#### DOCUMENT PASSAGE
Ernest Cutler Price (February 2, 1891 – August 7, 1942) better known as Jack Dillon, was an American boxer who held the Light Heavyweight Championship of the World. Dillon was often referred to as "Jack the Giant Killer" for his ability to handle the most dangerous heavyweights of his era. Ring Magazine founder Nat Fleischer ranked Dillon as the #3 Light Heavyweight of all-time, while boxing promoter Charley Rose placed him at #2. The International Boxing Research Organization rates Dillon as the 16th best Light-Heavyweight ever.  He was inducted into the Ring Magazine Hall of Fame in 1959 and the International Boxing Hall of Fame in 1995. His managers included Sam Murbarger, and later Steve Harter.

Early life and career

Price was born in Frankfort, Indiana, on February 2, 1891, where his father, who died when Price was young, ran a grocery.

Price took the name "Jack Dillon" from the famous racehorse, Sidney Lou Dillon. Price worked at the farm/stable where the horse was housed. At his first fight, Price appeared very nervous. When asked his name, he said Sidney Dillon. The referee misunderstood him, and bawled out "Jack Dillon!".

Taking the World Light Heavyweight Championship from Battling Levinsky

Dillon turned pro in 1908 and claimed the vacant World Light Heavyweight title with a win over Battling Levinsky on April 14, 1914 in a twelve-round points decision in Butte, Montana, though at the time his claim to the title was not universally recognized. The Los Angeles Times wrote of their title match that Dillon showed more aggression and tenacity than his opponent and that by the third Levinsky was showing signs of fatigue.

Dillon defeated Levinsky again on May 29, 1914 in a twelve-round points decision in Dillon's hometown of Indianapolis, Indiana.  With mixed results, Dillon had met Levinsky twice in his earlier career in October 1911 in Philadelphia, and April 1913 in Rochester.

#### STATED PROBLEM
Answer these questions using the boxer biography.
(a) In what town and state was Ernest Cutler Price born?
(b) Which racehorse gave him the name "Jack Dillon"?
(c) In what city did he claim the vacant World Light Heavyweight title by beating Battling Levinsky?
The data that follows can be left aside.

#### SUPPLIED INFORMATION
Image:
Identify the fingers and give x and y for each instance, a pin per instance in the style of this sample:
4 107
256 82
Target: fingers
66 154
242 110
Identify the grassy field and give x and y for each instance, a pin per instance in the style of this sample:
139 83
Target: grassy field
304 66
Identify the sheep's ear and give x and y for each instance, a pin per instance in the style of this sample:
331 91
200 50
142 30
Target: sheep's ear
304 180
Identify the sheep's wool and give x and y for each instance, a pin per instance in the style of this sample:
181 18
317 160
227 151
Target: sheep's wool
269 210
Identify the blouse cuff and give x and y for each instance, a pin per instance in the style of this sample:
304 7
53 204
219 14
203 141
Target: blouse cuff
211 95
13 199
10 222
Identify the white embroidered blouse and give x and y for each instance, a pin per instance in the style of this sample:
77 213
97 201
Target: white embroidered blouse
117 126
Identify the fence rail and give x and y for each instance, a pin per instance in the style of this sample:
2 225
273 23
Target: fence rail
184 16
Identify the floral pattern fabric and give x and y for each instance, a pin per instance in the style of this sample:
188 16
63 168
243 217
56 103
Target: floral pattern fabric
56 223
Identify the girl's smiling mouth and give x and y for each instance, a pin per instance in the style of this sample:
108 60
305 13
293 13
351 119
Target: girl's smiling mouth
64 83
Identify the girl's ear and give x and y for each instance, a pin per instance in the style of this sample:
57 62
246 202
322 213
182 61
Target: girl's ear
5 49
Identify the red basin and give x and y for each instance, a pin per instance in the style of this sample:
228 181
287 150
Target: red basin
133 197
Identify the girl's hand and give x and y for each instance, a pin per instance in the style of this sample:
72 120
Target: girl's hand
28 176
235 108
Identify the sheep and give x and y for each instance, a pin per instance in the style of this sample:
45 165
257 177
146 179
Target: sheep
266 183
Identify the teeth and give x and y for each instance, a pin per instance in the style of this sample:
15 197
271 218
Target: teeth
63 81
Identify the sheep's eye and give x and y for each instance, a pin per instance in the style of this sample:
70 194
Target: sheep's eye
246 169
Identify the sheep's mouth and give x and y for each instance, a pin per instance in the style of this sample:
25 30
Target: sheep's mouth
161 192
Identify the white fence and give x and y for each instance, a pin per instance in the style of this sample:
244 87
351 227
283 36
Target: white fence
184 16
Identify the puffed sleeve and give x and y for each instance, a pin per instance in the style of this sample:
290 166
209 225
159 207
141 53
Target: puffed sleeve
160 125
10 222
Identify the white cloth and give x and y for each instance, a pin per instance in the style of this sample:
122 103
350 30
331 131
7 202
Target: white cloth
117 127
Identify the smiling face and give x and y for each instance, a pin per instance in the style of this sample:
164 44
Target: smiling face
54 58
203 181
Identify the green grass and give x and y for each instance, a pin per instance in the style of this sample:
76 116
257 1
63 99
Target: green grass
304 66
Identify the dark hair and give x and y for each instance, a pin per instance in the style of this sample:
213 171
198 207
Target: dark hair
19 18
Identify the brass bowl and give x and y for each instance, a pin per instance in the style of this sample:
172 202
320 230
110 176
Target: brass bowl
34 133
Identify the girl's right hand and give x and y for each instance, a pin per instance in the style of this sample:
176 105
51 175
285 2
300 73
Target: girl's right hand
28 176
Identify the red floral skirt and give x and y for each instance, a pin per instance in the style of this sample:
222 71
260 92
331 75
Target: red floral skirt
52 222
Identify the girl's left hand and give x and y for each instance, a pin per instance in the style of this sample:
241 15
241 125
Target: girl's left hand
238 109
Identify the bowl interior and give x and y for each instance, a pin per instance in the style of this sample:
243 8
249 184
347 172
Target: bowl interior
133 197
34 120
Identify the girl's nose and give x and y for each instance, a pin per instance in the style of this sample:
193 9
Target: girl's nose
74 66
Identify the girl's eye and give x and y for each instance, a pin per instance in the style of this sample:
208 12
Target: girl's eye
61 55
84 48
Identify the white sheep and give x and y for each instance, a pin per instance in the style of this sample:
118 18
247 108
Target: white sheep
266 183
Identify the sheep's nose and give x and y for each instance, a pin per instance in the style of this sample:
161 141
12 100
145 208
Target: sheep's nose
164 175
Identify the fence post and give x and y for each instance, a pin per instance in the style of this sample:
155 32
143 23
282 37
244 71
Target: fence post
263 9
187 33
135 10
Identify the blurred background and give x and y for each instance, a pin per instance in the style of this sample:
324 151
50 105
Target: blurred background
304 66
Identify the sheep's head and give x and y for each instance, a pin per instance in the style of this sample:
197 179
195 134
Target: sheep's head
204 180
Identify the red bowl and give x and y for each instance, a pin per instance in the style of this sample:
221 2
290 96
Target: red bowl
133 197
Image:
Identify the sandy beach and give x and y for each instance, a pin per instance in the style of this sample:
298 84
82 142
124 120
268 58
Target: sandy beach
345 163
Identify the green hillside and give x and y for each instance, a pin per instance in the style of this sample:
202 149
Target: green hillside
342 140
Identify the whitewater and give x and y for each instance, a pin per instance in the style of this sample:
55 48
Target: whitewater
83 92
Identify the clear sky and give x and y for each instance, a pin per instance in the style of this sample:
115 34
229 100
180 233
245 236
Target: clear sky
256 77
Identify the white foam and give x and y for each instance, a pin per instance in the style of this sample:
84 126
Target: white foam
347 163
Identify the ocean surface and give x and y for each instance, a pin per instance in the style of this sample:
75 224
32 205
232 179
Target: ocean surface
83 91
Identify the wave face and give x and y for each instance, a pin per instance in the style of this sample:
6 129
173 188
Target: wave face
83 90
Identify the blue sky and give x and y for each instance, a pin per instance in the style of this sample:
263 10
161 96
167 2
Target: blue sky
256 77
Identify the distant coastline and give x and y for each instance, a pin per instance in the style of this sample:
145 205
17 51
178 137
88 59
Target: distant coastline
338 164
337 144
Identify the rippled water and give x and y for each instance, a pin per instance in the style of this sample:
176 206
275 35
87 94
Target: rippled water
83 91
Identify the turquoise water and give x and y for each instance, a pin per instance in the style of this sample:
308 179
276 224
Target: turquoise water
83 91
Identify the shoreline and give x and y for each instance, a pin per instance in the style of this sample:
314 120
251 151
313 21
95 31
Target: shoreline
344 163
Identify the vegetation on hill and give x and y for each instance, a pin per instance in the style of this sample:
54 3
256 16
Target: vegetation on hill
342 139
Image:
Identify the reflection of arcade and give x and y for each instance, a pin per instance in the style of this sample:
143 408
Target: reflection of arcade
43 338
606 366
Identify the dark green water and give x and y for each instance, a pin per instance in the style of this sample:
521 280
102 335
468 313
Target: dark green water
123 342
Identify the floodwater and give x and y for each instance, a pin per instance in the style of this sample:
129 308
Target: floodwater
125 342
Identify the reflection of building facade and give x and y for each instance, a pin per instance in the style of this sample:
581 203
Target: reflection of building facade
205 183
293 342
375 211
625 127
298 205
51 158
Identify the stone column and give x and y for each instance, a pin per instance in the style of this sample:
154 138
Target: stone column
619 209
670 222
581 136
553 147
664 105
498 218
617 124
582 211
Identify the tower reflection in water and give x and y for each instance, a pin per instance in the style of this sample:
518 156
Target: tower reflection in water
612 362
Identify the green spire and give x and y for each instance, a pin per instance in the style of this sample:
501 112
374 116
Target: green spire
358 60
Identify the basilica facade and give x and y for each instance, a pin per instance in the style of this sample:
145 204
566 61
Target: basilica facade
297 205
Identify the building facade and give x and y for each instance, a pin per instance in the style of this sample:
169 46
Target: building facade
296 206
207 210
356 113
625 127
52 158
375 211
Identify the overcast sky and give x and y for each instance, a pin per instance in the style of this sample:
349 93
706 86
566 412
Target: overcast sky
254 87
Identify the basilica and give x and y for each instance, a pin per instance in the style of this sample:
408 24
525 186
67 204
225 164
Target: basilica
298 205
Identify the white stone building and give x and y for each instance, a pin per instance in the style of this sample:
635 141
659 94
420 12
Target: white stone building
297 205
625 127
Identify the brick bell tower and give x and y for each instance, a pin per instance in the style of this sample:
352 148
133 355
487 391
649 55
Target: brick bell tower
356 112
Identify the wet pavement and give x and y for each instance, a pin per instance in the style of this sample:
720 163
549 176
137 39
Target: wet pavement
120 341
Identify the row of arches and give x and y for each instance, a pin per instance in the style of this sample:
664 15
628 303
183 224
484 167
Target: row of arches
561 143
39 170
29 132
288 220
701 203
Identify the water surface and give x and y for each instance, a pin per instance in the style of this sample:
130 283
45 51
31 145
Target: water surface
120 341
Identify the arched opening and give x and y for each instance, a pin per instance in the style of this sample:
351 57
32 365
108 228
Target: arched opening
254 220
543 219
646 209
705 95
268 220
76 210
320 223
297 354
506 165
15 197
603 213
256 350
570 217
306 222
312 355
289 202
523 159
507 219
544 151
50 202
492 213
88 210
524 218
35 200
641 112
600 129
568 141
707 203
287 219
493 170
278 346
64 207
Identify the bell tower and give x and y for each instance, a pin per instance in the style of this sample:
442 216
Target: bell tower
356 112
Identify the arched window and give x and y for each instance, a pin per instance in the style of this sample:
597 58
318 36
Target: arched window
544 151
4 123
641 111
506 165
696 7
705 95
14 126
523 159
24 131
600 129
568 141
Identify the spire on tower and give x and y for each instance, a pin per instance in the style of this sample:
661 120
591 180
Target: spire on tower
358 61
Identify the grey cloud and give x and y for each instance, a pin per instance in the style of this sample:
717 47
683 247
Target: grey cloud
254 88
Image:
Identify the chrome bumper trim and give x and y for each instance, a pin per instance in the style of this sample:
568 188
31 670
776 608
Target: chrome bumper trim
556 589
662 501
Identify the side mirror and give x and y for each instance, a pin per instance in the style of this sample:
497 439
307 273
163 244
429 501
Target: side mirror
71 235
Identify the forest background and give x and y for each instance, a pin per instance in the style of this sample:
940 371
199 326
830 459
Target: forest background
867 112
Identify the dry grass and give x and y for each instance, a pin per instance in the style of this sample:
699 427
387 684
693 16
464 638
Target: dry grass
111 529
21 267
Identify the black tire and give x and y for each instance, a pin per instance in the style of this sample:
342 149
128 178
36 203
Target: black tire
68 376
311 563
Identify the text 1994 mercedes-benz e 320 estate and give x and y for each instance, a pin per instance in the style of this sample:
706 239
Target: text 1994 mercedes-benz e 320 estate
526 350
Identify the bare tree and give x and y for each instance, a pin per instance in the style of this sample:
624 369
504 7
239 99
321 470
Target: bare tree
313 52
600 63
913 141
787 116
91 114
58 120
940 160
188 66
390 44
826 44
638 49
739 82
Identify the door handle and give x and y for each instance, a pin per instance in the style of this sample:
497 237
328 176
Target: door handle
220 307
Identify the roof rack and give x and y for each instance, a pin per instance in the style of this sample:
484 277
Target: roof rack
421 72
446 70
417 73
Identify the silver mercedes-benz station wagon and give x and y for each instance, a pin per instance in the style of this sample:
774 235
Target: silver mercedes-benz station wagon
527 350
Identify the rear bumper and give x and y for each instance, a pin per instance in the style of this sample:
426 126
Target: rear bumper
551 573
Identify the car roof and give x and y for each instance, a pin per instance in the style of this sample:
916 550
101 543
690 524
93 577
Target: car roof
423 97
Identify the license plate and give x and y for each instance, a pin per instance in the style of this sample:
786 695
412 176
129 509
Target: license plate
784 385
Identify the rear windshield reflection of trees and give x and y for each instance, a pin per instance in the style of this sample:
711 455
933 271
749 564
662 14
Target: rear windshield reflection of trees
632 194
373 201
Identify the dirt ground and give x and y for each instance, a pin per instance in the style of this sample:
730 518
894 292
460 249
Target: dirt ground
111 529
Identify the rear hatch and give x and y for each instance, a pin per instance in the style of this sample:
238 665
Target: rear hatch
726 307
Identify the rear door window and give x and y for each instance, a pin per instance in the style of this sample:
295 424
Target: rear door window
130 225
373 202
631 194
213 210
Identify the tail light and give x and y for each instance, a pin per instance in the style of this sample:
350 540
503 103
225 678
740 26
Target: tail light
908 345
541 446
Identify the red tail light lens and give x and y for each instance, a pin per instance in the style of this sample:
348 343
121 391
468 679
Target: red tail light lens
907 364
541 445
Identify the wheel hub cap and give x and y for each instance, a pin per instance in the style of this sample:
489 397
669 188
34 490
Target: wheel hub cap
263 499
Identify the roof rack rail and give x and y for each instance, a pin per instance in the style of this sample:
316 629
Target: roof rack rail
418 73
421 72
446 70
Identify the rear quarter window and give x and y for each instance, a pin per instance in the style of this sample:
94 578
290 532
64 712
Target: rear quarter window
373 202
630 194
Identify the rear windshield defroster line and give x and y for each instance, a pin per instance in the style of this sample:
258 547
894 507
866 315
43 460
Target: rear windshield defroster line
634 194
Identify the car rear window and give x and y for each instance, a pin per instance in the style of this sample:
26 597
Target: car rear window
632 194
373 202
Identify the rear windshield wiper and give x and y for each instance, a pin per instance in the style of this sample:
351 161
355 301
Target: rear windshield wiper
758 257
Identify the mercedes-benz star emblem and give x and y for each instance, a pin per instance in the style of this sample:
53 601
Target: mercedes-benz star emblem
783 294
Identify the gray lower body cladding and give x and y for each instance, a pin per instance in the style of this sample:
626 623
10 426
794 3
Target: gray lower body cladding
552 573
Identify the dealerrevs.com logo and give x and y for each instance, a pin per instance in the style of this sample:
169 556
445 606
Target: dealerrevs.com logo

#### OUTPUT BELOW
(a) Frankfort, Indiana
(b) Sidney Lou Dillon
(c) Butte, Montana